* [What is needed] Print the passage on Tealby word for word, from "Tealby church, built" up to and including "Regimental Sgt Zippo).".

* [Source excerpt]
-------------------------

Tealby is a village and civil parish in the West Lindsey district of Lincolnshire, England, situated on the edge of the Lincolnshire Wolds and  north-east of Market Rasen. The population of the civil parish at the 2011 census was 593.

Community
Tealby is noted for the Tennyson d'Eyncourt family, which provided the village hall and school. In the 1980s the school was used for filming the programme Nanny.

In the early 2000s the village was granted permission for a shop to be built, now run by volunteers. The village post office was threatened with closure but it is open at certain times of the week.
Tealby church, built using local orange-iron stone, is dedicated to All Saints and dates back to the 12th century; it holds memorials to the Tennyson d'Eyncourt family. Tealby residents included Bernie Taupin, who lived on Beck Hill (Elton John recorded a song about "Tealby Abbey" on Regimental Sgt Zippo).

The King's Head, one of two public houses in the village, is one of the oldest in the country and retains a thatched roof.

Tealby has a Bowls Club and a Lawn Tennis Club, the courts of which are a facility for the wider district, the club promoting a Young Leaders Tennis Course and competitions. The village hall, run by a committee, is used for parties, social events, playgroups, school events and meetings.

-------------------------

[Segmentation labeling entries]
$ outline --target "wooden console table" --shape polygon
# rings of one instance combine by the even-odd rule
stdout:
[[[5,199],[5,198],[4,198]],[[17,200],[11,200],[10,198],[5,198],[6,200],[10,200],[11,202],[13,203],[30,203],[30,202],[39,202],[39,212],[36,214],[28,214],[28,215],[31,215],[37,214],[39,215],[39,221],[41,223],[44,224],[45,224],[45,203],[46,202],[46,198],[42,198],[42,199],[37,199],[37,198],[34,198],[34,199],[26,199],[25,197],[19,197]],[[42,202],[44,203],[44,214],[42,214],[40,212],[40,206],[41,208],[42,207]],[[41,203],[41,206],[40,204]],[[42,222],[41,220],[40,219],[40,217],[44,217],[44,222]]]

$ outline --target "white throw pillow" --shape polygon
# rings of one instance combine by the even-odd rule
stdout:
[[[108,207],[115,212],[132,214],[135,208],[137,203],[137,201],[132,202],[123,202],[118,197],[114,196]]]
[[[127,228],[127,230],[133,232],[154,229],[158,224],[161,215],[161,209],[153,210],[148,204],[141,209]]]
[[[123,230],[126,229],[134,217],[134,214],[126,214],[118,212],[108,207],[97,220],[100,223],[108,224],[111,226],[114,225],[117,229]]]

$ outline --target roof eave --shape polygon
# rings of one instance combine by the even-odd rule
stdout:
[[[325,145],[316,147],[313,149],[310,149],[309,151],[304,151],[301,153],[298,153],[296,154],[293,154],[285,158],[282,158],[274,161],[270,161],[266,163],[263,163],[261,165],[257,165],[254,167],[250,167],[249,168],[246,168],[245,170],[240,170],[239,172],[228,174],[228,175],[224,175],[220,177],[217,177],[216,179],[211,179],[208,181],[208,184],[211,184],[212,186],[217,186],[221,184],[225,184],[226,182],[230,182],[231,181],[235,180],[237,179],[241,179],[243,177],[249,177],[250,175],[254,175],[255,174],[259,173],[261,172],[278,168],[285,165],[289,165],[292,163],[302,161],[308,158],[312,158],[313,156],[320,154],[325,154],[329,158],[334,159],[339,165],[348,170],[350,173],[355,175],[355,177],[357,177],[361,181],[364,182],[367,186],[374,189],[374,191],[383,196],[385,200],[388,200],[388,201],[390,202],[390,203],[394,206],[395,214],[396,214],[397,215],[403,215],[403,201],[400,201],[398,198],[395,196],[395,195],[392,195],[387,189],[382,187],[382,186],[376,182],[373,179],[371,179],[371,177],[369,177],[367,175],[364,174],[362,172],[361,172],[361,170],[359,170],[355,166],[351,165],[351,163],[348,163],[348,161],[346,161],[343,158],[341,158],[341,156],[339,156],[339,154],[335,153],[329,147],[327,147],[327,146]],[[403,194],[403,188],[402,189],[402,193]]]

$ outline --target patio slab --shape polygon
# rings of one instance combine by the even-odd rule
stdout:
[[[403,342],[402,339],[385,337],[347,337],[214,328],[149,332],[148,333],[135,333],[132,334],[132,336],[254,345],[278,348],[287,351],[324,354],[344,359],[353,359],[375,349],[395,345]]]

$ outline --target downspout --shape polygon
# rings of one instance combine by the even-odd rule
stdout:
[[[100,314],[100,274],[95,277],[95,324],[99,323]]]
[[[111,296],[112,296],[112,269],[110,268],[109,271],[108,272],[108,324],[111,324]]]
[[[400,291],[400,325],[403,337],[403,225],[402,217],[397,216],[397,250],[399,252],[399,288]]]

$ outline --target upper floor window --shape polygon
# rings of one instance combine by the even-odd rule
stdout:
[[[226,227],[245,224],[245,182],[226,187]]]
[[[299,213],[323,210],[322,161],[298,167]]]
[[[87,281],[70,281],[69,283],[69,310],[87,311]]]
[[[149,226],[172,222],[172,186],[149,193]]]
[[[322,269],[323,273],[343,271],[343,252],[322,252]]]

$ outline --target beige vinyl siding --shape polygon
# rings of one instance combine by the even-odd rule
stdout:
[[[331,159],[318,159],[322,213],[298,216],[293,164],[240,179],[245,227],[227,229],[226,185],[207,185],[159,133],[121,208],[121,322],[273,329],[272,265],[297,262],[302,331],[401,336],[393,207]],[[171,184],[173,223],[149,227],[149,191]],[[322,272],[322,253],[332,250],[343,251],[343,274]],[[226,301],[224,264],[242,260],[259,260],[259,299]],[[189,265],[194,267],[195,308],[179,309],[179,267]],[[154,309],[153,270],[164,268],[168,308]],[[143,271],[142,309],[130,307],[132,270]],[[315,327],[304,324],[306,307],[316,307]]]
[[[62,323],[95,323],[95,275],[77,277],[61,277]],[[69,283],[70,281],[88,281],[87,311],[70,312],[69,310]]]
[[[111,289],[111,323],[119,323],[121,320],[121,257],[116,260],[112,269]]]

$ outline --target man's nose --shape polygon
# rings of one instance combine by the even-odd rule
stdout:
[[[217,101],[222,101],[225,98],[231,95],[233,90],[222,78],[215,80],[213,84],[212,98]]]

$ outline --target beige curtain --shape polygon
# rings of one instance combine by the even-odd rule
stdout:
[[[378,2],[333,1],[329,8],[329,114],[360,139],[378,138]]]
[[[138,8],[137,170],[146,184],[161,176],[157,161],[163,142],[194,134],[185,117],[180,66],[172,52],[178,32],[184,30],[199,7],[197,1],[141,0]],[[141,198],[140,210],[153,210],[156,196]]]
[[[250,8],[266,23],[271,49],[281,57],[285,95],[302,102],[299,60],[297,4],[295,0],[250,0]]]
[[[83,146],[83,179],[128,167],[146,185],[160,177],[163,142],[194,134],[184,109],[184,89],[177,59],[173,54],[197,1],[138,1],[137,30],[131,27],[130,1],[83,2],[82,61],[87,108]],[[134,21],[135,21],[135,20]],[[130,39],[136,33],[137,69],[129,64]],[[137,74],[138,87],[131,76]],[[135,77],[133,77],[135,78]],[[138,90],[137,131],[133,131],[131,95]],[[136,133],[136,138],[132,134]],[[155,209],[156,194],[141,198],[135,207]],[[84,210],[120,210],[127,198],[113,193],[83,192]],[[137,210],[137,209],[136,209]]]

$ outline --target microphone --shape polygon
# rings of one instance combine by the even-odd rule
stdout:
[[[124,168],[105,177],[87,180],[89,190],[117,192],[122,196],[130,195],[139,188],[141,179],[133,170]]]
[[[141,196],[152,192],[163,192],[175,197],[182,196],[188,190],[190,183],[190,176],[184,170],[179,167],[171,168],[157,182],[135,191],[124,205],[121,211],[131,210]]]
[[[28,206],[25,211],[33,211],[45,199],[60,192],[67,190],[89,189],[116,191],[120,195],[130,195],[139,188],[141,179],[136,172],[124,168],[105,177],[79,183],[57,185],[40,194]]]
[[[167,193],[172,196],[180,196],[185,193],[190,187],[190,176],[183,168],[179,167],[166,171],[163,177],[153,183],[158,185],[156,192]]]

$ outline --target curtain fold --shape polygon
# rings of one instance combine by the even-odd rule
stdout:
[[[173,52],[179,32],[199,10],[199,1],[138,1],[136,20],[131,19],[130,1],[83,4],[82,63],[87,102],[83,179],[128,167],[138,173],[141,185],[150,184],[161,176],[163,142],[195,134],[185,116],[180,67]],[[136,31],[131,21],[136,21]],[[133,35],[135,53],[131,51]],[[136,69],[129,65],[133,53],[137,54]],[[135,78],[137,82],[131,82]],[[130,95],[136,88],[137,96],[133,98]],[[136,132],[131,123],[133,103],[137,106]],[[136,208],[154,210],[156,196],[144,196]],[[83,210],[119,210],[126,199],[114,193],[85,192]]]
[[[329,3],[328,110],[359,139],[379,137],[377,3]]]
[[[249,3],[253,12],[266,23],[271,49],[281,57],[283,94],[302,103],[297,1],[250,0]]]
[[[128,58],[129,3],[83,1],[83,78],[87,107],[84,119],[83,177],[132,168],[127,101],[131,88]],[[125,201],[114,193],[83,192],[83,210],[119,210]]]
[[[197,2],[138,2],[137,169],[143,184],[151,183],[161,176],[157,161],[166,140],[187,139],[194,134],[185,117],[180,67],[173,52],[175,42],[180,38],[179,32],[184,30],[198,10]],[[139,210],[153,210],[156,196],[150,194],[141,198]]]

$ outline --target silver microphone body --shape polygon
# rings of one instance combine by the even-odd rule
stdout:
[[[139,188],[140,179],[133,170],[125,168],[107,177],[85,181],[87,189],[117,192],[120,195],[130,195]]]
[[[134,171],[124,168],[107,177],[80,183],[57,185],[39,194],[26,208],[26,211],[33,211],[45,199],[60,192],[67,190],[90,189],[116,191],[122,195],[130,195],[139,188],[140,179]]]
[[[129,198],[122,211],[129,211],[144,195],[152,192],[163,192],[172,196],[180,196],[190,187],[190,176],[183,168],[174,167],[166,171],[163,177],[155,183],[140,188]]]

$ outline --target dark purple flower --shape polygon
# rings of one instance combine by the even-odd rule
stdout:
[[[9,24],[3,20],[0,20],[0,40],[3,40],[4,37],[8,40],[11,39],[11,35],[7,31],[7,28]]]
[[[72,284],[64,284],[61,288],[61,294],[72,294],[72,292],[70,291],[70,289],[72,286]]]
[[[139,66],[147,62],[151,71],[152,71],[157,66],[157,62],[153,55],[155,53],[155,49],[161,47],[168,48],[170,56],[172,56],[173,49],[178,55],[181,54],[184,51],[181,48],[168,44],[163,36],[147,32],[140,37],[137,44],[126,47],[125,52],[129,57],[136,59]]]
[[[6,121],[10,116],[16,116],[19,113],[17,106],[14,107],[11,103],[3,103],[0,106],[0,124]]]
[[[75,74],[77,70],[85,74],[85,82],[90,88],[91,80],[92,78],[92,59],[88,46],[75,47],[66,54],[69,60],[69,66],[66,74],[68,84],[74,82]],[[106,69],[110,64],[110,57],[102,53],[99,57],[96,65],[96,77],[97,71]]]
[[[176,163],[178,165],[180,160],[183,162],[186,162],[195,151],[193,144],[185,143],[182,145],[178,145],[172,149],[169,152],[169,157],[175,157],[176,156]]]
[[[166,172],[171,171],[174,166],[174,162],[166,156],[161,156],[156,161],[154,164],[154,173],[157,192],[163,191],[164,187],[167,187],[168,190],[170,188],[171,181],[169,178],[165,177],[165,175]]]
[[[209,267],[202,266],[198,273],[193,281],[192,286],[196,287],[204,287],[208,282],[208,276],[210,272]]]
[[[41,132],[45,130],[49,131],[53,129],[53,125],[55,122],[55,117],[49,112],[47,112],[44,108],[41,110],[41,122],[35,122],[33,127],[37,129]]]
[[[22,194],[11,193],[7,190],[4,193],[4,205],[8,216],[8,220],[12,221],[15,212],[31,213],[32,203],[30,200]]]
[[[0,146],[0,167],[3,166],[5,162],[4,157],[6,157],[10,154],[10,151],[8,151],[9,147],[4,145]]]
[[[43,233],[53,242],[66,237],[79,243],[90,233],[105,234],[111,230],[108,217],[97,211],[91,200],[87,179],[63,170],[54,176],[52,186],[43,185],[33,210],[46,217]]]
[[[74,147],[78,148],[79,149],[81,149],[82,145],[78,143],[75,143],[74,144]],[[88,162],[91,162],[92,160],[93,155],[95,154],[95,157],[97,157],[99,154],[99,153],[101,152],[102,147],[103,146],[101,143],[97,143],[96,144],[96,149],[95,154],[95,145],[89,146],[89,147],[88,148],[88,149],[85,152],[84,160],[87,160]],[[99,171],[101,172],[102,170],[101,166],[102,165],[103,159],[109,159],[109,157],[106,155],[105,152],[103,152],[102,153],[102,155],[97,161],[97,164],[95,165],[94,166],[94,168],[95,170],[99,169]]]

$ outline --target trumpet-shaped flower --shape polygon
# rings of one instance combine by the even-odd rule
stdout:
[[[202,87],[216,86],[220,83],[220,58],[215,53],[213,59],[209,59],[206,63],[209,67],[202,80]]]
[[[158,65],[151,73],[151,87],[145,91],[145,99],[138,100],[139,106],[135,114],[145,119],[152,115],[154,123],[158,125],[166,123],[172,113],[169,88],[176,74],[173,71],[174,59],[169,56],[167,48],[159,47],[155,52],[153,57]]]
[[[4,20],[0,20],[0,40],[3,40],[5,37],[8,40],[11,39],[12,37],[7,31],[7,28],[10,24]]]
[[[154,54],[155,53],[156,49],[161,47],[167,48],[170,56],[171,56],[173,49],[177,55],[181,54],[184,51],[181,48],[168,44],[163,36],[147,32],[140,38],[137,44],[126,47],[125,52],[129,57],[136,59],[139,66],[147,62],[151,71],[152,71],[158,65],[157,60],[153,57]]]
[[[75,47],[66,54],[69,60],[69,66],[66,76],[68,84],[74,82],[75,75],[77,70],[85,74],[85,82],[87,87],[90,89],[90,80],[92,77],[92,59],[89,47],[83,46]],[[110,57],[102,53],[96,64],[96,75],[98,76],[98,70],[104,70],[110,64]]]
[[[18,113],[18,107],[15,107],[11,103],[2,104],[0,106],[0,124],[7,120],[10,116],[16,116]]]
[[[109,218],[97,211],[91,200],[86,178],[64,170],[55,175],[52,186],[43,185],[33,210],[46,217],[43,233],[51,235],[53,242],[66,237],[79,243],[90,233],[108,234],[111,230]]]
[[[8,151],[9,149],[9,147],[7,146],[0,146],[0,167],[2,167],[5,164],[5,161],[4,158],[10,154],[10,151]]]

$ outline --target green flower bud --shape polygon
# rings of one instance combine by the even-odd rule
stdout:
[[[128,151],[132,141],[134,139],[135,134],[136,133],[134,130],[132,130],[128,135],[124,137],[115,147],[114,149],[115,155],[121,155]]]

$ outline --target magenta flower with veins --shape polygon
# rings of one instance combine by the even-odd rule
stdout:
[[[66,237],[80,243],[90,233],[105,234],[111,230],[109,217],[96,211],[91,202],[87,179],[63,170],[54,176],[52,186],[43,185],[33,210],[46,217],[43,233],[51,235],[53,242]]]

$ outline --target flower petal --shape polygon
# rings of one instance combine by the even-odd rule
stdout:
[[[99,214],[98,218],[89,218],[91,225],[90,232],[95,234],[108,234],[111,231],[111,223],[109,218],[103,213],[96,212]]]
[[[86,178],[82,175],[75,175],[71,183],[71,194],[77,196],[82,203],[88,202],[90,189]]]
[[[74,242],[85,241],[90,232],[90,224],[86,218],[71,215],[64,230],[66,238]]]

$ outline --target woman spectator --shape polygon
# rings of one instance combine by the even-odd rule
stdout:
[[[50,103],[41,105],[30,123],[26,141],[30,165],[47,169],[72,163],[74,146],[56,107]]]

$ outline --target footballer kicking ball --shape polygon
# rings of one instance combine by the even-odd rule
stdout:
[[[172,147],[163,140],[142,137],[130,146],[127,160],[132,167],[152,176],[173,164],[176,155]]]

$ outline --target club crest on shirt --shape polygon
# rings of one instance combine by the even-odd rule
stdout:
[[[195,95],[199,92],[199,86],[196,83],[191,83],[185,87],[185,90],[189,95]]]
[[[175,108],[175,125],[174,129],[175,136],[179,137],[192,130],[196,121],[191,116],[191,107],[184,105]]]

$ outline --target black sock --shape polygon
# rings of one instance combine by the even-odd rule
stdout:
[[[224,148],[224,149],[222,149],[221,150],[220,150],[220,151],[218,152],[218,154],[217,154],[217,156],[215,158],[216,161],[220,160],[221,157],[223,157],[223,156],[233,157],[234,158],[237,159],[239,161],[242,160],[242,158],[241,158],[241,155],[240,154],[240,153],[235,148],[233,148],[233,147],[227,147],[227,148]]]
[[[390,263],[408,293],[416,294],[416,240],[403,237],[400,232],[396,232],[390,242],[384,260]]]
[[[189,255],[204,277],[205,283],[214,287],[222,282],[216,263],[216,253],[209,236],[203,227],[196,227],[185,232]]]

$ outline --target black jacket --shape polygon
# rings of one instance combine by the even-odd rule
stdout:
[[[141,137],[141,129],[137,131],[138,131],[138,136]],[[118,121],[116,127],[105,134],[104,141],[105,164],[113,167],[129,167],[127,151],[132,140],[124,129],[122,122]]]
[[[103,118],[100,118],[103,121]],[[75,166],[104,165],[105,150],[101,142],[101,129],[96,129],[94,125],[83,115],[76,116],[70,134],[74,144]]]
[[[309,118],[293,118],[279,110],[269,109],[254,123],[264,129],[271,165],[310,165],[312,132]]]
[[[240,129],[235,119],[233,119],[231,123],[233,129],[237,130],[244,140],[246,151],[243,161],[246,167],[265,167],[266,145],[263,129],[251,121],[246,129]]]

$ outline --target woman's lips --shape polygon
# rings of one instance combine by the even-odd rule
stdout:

-------------------------

* [Expected output]
Tealby church, built using local orange-iron stone, is dedicated to All Saints and dates back to the 12th century; it holds memorials to the Tennyson d'Eyncourt family. Tealby residents included Bernie Taupin, who lived on Beck Hill (Elton John recorded a song about "Tealby Abbey" on Regimental Sgt Zippo).